Instructions for the task: Render the lines of the material, from the line with "In this picture, where can the white stucco" through the end of the material, as a JSON list of strings with one string per line, leaving out blank lines.

------ Data for this task ------

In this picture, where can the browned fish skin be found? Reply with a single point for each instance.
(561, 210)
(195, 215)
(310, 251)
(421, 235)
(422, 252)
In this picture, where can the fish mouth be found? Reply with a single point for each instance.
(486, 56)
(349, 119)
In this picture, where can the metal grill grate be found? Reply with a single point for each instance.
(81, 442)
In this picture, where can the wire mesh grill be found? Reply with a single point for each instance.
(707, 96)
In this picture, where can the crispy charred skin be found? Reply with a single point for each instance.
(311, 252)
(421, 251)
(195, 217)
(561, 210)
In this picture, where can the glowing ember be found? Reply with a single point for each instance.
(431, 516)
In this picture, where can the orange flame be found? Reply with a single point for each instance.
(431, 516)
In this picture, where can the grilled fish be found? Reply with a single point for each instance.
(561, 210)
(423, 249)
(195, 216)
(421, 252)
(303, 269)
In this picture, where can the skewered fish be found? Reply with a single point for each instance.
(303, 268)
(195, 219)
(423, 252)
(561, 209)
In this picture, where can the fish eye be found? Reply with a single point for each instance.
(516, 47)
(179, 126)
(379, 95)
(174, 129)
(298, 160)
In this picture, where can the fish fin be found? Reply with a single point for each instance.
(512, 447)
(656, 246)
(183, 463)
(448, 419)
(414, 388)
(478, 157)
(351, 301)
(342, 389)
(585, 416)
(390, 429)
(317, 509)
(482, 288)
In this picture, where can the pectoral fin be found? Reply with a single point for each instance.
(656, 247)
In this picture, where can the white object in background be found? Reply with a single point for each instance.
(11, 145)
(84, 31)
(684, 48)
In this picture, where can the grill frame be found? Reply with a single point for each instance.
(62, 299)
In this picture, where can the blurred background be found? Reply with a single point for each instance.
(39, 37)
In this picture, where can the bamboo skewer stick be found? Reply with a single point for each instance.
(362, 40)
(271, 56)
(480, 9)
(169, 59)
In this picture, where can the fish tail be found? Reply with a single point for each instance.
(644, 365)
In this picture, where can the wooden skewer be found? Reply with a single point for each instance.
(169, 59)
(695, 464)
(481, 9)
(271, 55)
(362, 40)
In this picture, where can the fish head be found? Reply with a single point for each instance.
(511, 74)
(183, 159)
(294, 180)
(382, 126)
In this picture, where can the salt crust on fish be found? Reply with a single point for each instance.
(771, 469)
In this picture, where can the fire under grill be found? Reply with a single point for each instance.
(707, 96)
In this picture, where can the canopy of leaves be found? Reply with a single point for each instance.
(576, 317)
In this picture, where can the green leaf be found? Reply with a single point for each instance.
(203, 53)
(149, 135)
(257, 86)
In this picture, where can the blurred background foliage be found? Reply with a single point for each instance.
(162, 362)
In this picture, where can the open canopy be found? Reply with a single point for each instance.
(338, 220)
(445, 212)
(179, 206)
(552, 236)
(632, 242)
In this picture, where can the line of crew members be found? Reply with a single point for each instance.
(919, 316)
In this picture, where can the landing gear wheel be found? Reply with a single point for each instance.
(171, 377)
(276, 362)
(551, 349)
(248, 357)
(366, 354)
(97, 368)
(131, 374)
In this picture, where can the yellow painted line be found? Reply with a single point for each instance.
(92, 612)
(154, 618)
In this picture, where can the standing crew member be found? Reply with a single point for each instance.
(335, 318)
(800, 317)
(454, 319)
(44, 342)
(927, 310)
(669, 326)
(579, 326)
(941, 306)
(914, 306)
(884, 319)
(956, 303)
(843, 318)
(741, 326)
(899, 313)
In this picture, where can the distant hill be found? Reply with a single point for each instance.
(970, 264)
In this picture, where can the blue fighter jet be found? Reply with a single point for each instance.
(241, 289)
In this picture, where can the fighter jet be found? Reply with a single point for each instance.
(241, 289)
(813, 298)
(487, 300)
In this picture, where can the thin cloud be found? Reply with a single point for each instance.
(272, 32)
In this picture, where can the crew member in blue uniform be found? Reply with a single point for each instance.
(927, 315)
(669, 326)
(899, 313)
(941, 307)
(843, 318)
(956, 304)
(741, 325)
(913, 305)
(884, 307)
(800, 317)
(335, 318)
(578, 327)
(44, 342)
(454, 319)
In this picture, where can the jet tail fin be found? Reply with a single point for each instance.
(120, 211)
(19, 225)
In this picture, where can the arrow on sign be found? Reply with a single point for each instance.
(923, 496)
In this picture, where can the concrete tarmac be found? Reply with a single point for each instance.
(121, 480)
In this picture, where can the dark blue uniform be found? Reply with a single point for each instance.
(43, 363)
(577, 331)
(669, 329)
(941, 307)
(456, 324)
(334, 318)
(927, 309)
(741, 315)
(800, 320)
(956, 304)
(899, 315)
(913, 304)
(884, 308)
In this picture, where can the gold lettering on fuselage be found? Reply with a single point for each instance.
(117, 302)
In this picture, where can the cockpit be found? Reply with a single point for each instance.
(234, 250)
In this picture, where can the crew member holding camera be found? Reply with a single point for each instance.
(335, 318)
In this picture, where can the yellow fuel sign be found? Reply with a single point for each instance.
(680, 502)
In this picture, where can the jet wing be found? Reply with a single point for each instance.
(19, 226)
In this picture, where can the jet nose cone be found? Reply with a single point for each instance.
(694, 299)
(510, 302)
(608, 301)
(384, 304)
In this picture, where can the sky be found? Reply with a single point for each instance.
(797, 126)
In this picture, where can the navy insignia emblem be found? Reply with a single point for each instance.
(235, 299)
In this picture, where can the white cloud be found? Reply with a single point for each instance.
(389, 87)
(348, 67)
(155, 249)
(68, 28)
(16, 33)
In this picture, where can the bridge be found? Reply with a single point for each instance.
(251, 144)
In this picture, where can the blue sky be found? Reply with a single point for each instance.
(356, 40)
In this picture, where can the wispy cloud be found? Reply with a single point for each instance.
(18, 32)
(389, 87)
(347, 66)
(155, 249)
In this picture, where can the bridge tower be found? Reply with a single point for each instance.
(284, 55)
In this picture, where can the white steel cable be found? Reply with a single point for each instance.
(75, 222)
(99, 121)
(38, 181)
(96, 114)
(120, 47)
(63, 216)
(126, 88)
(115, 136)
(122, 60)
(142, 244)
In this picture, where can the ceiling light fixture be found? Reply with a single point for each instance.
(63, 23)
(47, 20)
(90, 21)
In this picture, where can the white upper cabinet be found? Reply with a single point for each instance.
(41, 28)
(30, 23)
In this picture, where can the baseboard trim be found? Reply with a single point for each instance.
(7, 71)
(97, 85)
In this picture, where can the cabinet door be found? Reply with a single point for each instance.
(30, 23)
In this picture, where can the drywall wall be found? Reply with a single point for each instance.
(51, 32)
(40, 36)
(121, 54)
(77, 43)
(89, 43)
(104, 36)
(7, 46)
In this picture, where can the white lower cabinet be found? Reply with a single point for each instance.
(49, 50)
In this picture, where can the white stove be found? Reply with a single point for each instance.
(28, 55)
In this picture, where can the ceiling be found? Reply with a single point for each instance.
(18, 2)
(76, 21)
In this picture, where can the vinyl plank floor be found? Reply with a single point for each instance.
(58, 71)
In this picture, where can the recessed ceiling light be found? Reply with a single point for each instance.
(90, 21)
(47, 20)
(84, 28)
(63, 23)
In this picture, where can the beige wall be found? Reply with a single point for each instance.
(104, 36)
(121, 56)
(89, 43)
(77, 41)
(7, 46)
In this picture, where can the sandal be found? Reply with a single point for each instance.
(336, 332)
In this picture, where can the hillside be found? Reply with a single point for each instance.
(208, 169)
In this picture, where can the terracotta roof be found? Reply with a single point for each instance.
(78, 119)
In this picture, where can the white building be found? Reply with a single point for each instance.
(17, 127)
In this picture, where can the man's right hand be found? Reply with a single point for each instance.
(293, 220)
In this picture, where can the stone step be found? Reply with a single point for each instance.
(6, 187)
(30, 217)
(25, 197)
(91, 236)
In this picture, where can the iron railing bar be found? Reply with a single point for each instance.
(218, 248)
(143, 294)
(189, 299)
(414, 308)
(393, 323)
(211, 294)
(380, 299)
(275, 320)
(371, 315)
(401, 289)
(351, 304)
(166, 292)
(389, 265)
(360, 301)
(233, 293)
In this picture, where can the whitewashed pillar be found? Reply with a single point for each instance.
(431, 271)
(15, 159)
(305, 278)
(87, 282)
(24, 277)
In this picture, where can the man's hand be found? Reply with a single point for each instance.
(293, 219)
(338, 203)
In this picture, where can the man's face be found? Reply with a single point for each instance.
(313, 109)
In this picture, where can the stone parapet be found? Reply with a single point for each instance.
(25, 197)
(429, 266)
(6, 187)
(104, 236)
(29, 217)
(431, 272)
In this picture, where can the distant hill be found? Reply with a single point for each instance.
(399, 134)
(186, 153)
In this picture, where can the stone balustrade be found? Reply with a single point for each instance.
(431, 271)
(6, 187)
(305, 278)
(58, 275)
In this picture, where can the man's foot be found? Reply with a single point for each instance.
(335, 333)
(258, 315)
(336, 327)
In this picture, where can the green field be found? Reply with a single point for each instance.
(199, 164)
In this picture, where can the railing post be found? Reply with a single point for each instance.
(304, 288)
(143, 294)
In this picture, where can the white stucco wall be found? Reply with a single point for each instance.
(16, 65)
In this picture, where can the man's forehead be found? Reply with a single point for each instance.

------

Task response:
[
  "In this picture, where can the white stucco wall be found? Reply with a single point for each instance.",
  "(16, 65)",
  "In this picture, where can the man's forehead be found? Reply with a single point for each instance."
]